- [The request]:
Reproduce each of the following lines verbatim.

- [Material for this task]:
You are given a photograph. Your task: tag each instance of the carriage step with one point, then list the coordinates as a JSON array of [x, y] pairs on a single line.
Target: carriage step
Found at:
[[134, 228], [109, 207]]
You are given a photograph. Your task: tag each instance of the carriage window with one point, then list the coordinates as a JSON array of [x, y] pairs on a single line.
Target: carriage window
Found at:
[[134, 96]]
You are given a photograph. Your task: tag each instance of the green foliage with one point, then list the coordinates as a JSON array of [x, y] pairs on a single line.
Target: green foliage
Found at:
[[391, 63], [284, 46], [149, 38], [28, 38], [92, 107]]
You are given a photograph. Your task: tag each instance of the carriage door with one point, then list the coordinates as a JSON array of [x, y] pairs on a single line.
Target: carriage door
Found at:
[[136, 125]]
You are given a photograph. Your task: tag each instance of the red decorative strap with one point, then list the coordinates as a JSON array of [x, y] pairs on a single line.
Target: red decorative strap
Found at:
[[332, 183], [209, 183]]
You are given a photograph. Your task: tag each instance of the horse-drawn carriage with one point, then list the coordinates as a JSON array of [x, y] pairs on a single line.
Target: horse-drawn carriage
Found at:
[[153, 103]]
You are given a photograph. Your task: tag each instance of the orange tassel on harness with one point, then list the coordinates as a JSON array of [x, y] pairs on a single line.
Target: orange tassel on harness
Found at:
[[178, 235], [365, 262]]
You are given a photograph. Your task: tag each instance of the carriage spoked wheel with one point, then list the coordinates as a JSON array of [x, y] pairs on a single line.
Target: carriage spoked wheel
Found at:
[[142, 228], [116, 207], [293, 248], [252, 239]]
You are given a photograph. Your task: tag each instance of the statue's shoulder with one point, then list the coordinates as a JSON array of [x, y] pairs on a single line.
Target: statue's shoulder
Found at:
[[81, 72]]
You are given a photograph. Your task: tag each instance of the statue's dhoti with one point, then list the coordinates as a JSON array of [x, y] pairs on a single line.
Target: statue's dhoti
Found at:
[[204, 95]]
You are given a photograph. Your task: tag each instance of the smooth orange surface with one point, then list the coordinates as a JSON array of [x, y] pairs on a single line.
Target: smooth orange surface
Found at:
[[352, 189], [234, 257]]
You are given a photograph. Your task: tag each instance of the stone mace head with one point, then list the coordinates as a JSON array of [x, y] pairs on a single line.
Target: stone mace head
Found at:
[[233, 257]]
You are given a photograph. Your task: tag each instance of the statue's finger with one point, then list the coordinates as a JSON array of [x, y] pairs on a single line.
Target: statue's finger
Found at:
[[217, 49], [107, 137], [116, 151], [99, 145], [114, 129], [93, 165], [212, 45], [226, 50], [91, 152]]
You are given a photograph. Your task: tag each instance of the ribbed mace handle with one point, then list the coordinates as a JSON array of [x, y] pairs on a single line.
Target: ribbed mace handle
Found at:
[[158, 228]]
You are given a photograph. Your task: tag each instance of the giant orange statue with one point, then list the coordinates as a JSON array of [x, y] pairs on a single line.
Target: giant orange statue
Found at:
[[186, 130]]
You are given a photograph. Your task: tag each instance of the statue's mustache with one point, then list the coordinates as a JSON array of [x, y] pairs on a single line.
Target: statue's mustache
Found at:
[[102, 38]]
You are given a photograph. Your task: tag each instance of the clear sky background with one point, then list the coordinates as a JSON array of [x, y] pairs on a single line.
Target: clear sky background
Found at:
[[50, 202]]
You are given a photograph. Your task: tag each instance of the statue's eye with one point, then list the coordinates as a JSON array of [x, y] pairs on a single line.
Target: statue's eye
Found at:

- [Exercise answer]:
You are given a photograph. Your task: tag each instance of the carriage step with one point, then list the coordinates as a JSON array of [x, y] pairs on a single line.
Target: carriage step
Found at:
[[134, 228], [109, 207]]
You are given a photograph. Your task: tag each instance of the carriage window with one point, then list the coordinates as a JSON array of [x, y] pairs on a single line.
Target: carriage window
Found at:
[[134, 96]]
You are given a photograph. Your task: tag each instance of the green foliage with one point, then list the coordinates as a JSON array of [x, y] pairs on a single line.
Target: green foliage
Found at:
[[391, 63], [284, 46], [149, 38], [28, 38], [92, 107]]
You are given a photograph. Your task: tag each instance of the carriage door with one point, then list the coordinates as a JSON array of [x, y] pairs on a single line.
Target: carriage door
Found at:
[[136, 125]]
You are given a photograph. Your task: tag each instance of the red decorative strap with one point, then list the coordinates as a JSON array of [x, y] pairs on a single line.
Target: red decorative strap
Found at:
[[332, 183], [209, 183]]
You are given a photograph. Your task: tag each instance of the horse-drawn carriage with one point, then list the coordinates as a JSON array of [x, y] pairs on a single line.
Target: horse-drawn carriage
Found at:
[[153, 103]]
You are given a photograph. Your task: tag each instance of the orange tassel on harness with one point, then list the coordinates as a JSON array of [x, y] pairs on a single line.
Target: orange tassel on harness
Found at:
[[178, 235], [365, 262]]
You are given a photograph. Your task: tag each instance of the carriage spoked wheel with one point, then list the coordinates as a JSON array of [x, y] pairs on a single line.
Target: carriage spoked wheel
Found at:
[[142, 228], [116, 207], [293, 248], [252, 239]]
You are given a photograph. Your task: tag each instance of the statue's shoulder with one point, then list the coordinates as a JSON array of [x, y] pairs on a single line.
Target: statue's shoulder
Found at:
[[81, 72]]
You are given a photograph. Your task: tag each instance of the statue's dhoti with one point, then list the coordinates as a JSON array of [x, y] pairs on a single line.
Target: statue's dhoti
Found at:
[[204, 95]]
You are given a photograph. Your task: tag each instance of the smooth orange surface with one point, then list the coordinates as a JSON array of [x, y] pairs on a single line.
Target: smooth orange surface
Found at:
[[352, 189], [234, 257]]
You are given a photograph. Your task: tag each instance of the stone mace head with one point, then list the coordinates as a JSON array of [x, y] pairs on a single line.
Target: stone mace head
Found at:
[[233, 257]]
You are given a photograph. Your task: tag each instance of the statue's finger with one point, then list the coordinates as a JSON array of [x, y] pairs on a single line.
Target: statue's finger
Found at:
[[217, 49], [107, 137], [116, 151], [99, 145], [114, 129], [93, 165], [212, 45], [226, 50], [91, 152]]
You are given a photograph. Your task: tag each instance of the ribbed mace handle with one point, then list the coordinates as a JSON array of [x, y] pairs on a single line.
Target: ribbed mace handle
Found at:
[[158, 228]]
You are given a photograph. Your task: tag each instance of the giant orange statue with one point, then list the coordinates as a JSON array of [x, y] pairs on a single line.
Target: giant orange statue
Found at:
[[186, 130]]
You are given a photograph. Your task: tag each instance of the statue's mustache with one point, then list the coordinates as a JSON array of [x, y] pairs on a single line.
Target: statue's mustache
Found at:
[[102, 38]]
You are given a photograph. Your task: tag each instance of the clear sky background with one point, then list the coordinates as a JSON array of [x, y] pairs on a single line.
Target: clear sky background
Found at:
[[50, 202]]
You are given a photograph. Your task: tag each instance of the statue's eye with one point, then list the coordinates as a JSON array of [x, y] pairs on a single line.
Target: statue's eye
Found at:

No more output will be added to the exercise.